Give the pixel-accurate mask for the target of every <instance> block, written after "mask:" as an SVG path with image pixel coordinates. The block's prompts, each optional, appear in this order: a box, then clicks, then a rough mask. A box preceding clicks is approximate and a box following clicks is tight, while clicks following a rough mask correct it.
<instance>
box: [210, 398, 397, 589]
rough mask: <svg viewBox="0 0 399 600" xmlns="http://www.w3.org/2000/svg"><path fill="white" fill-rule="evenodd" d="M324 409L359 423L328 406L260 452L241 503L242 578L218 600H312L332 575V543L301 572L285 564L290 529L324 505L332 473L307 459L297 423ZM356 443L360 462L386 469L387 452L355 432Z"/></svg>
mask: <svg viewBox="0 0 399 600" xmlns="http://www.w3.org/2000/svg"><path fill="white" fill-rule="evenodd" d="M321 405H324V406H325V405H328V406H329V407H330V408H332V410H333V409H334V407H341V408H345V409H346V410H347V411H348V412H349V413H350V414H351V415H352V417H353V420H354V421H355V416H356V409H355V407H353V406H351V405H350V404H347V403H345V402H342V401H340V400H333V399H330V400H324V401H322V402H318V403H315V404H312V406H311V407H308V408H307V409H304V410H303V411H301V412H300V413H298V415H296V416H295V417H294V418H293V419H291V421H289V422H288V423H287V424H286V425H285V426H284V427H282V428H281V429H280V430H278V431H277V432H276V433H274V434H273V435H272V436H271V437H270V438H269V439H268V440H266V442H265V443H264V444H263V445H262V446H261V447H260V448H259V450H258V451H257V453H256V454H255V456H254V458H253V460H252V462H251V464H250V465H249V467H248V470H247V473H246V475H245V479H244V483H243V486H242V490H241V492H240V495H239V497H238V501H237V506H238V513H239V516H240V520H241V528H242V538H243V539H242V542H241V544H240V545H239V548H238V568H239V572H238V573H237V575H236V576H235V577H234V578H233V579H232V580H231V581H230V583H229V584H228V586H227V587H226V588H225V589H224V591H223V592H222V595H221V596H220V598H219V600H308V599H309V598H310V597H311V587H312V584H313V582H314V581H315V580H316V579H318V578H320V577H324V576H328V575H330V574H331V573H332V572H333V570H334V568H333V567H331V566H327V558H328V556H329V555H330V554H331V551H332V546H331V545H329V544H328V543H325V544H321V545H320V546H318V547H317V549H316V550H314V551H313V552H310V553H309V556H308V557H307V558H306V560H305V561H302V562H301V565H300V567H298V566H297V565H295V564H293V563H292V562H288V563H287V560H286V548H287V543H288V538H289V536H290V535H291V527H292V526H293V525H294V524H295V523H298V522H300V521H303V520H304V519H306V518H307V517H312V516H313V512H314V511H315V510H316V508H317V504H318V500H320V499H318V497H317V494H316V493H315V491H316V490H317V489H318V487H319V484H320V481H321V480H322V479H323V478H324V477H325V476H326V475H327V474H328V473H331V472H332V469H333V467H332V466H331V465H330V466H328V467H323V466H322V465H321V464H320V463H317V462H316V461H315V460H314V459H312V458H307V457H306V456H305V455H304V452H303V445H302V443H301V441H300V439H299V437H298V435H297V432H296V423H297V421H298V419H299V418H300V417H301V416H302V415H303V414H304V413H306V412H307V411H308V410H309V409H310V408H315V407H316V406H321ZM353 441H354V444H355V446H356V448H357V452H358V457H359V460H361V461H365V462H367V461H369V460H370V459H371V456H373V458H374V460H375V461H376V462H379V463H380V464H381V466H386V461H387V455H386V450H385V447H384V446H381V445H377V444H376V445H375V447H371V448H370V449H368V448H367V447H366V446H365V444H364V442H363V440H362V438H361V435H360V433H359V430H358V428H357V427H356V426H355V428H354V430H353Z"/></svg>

> _EXERCISE AIM_:
Word for word, write out the entries above again.

> _SOLUTION_:
Give the pixel-accurate mask for the target of every <instance> block, written after "mask:" as an SVG path with image pixel coordinates. The block's prompts, each optional, appear in this order: a box, then clicks, then a rough mask. A box preceding clicks is approximate and a box following clicks is tight, while clicks following a rough mask correct it.
<instance>
box: [210, 398, 397, 589]
rough mask: <svg viewBox="0 0 399 600" xmlns="http://www.w3.org/2000/svg"><path fill="white" fill-rule="evenodd" d="M324 409L359 423L328 406L260 452L241 503L242 578L218 600H312L332 575V543L301 572L285 564L290 529L324 505L332 473L307 459L297 423ZM356 443L360 462L386 469L387 452L355 432Z"/></svg>
mask: <svg viewBox="0 0 399 600" xmlns="http://www.w3.org/2000/svg"><path fill="white" fill-rule="evenodd" d="M321 405H324V406H325V405H328V406H329V407H330V408H332V410H333V409H334V407H341V408H345V409H346V410H347V411H348V412H349V413H350V414H351V415H352V417H353V420H354V421H355V416H356V409H355V407H353V406H351V405H350V404H347V403H345V402H342V401H340V400H333V399H330V400H324V401H322V402H318V403H315V404H312V406H311V407H308V408H307V409H304V410H303V411H301V412H300V413H298V415H296V416H295V417H294V418H293V419H291V421H289V422H288V423H287V424H286V425H285V426H284V427H282V428H281V429H280V430H278V431H277V432H276V433H274V434H273V435H272V436H271V437H270V438H269V439H268V440H266V442H265V443H264V444H263V445H262V446H261V447H260V448H259V450H258V451H257V453H256V454H255V456H254V458H253V460H252V462H251V464H250V465H249V467H248V470H247V473H246V475H245V479H244V483H243V486H242V490H241V492H240V495H239V497H238V501H237V506H238V513H239V516H240V520H241V528H242V538H243V539H242V542H241V544H240V545H239V548H238V568H239V572H238V573H237V575H236V576H235V577H234V578H233V579H232V580H231V581H230V583H229V584H228V586H227V587H226V588H225V589H224V591H223V592H222V595H221V596H220V598H219V600H308V599H309V598H310V597H311V587H312V584H313V582H314V581H315V580H316V579H318V578H320V577H324V576H328V575H330V574H331V573H332V572H333V570H334V568H333V567H331V566H327V558H328V556H329V555H330V554H331V551H332V546H331V545H329V544H328V543H325V544H321V545H320V546H318V547H317V549H316V550H314V551H313V552H310V553H309V556H308V557H307V558H306V560H305V561H302V562H301V565H300V567H298V566H297V565H295V564H293V563H292V562H288V563H287V560H286V548H287V543H288V538H289V536H290V535H291V527H292V526H293V525H294V524H295V523H298V522H300V521H303V520H304V519H306V518H307V517H312V516H313V512H314V511H315V510H316V508H317V504H318V500H320V499H318V497H317V494H316V493H315V491H316V490H317V489H318V487H319V484H320V481H321V480H322V479H323V478H324V477H325V476H326V475H327V474H328V473H331V472H332V469H333V467H332V466H331V465H330V466H328V467H323V466H322V465H321V464H320V463H317V462H316V461H315V460H314V459H312V458H307V457H306V456H305V455H304V452H303V445H302V443H301V441H300V439H299V437H298V435H297V432H296V423H297V421H298V419H299V418H300V417H301V416H302V415H303V414H304V413H306V412H307V411H308V410H309V409H310V408H315V407H316V406H321ZM353 441H354V444H355V446H356V448H357V452H358V457H359V460H361V461H365V462H367V461H369V460H370V459H371V456H373V458H374V460H375V461H376V462H379V463H380V464H381V466H386V461H387V455H386V450H385V447H384V446H381V445H377V444H376V445H375V447H371V448H370V449H368V448H367V447H366V446H365V444H364V442H363V440H362V438H361V435H360V433H359V430H358V428H357V427H356V426H355V428H354V430H353Z"/></svg>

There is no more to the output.